--- START ---

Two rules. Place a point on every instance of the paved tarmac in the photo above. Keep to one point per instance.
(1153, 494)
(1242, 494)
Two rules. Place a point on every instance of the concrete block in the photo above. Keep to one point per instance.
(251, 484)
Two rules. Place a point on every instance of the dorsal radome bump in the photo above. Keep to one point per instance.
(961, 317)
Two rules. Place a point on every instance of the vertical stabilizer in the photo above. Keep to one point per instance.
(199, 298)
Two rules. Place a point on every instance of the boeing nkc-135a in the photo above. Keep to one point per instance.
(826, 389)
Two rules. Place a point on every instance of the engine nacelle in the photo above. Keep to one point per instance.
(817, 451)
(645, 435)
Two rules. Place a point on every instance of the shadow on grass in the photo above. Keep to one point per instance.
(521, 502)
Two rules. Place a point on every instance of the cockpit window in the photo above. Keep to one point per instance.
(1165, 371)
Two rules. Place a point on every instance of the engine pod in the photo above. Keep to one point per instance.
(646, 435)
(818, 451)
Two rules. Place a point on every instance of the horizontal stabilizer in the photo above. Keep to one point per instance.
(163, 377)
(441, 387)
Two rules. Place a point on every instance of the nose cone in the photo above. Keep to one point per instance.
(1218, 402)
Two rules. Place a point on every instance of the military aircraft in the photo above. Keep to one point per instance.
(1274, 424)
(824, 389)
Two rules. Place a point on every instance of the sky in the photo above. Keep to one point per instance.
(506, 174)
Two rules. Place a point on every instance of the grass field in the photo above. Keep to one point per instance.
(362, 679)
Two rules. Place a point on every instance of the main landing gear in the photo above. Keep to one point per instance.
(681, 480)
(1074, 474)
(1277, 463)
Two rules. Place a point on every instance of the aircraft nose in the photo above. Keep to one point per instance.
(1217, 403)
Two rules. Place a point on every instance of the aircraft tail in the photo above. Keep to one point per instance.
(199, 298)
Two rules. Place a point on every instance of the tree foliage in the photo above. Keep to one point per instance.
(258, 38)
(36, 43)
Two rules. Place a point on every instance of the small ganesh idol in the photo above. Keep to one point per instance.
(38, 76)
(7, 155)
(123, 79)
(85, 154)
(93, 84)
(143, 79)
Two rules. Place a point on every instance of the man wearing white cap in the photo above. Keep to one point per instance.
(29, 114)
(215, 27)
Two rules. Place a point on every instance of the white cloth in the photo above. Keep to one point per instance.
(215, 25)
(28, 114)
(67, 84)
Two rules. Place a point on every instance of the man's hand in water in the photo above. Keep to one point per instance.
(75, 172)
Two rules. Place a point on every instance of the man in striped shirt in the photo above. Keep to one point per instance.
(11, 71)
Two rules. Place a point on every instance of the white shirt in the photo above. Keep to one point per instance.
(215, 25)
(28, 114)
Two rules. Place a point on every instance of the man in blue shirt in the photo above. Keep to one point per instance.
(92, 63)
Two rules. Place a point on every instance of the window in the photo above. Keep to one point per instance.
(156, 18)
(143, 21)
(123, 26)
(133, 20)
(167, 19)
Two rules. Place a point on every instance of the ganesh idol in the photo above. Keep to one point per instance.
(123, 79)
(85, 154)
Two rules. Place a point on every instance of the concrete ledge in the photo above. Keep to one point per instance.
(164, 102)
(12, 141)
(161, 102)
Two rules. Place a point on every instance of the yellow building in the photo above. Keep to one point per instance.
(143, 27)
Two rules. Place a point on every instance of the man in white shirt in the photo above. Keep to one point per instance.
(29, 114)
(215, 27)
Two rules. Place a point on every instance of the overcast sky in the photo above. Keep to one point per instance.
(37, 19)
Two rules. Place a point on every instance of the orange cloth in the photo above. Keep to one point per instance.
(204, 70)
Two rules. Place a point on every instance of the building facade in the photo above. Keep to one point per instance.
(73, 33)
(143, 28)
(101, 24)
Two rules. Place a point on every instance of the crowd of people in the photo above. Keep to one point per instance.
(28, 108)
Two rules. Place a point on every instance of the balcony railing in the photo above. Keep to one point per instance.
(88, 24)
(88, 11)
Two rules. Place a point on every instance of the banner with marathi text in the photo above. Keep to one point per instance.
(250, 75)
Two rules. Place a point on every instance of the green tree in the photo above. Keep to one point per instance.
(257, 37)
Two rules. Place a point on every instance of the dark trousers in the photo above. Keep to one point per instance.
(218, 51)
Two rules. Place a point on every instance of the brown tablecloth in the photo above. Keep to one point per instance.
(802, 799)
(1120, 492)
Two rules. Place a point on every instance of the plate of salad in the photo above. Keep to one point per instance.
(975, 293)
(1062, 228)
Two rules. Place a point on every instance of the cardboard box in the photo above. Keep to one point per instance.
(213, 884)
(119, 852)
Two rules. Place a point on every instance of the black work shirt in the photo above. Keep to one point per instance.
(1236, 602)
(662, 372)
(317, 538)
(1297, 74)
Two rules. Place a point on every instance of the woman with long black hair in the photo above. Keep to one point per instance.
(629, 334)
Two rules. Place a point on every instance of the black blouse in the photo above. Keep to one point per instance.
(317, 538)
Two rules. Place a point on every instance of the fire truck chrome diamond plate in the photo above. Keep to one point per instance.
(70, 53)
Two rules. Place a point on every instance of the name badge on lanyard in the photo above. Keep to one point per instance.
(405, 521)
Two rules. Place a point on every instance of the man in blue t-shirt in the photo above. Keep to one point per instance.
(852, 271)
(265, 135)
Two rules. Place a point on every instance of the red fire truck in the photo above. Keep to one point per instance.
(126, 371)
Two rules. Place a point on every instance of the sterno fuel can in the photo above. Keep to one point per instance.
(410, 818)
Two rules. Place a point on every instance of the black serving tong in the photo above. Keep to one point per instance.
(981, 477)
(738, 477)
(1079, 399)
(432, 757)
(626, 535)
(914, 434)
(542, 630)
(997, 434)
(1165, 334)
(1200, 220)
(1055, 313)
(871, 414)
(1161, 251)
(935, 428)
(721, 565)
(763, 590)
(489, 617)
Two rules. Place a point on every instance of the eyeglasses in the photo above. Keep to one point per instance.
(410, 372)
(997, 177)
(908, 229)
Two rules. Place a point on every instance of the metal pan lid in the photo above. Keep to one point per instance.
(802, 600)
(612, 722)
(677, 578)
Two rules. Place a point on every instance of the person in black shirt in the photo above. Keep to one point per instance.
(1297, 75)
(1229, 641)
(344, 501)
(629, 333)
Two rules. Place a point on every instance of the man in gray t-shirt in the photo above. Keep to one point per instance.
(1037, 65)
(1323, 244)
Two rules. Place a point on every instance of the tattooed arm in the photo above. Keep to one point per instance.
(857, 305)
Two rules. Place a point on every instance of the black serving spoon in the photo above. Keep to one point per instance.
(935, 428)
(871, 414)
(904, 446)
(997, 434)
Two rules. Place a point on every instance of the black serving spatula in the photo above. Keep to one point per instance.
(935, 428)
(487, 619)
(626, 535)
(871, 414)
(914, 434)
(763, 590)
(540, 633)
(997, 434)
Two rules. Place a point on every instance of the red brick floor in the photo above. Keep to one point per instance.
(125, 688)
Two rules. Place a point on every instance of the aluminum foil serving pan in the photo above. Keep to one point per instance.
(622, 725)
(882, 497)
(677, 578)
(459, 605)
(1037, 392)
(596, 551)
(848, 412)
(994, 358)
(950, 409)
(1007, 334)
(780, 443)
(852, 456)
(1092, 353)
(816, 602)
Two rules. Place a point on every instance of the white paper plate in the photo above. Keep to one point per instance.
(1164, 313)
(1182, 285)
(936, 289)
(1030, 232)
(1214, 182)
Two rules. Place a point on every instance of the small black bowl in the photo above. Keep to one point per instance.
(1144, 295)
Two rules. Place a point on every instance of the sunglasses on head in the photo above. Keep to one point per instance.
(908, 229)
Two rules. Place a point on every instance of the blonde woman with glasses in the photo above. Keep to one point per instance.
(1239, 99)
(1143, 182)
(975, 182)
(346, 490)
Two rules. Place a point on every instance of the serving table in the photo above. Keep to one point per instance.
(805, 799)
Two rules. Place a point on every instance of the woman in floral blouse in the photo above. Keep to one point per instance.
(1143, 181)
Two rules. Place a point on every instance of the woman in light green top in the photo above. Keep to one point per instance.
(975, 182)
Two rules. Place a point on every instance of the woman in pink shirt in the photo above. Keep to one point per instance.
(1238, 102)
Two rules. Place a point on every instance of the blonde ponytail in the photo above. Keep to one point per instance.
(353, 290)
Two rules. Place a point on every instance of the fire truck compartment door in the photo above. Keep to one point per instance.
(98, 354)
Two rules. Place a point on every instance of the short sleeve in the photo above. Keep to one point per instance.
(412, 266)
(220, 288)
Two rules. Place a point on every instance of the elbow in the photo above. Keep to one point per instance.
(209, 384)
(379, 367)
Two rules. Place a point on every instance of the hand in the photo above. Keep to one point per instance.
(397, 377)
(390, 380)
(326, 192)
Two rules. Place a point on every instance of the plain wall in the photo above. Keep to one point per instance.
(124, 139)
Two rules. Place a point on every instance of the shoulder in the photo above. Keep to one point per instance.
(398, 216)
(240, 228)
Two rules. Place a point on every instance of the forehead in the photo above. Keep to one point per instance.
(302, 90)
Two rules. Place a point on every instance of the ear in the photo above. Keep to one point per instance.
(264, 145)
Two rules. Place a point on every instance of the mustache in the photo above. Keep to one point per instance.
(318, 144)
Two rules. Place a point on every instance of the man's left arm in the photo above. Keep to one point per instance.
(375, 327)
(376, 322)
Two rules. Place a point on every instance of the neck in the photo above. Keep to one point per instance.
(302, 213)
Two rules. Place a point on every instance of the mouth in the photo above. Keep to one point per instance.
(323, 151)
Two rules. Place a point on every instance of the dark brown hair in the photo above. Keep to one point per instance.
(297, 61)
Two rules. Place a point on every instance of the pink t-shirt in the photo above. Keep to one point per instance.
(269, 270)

--- END ---

__Exercise task__
Copy out the records word for word, from the beginning up to and including the line that contains "(1165, 371)".

__Solution__
Two rules. Place a point on every instance of the paved tarmac in the photo above. Keep to one point per instance.
(1153, 494)
(1242, 494)
Two rules. Place a point on every instance of the concrete block in the photo above. Keep to one point per instance.
(251, 484)
Two rules. Place a point on every instance of the dorsal radome bump in the photo above. Keep to one point per instance.
(961, 317)
Two rules. Place a point on every instance of the vertical stabilizer in the photo above. Keep to one point per instance.
(199, 298)
Two rules. Place a point on every instance of the boeing nkc-135a in the photo above. Keep to one point per instance.
(826, 389)
Two rules. Place a point on every instance of the engine nacelle in the photo above. Keep to one point per instance.
(817, 451)
(645, 435)
Two rules. Place a point on every instance of the shadow on grass in the photo above. Keep to one point per instance.
(521, 502)
Two rules. Place a point on every instance of the cockpit window in the photo above. Keep to one point per instance.
(1165, 371)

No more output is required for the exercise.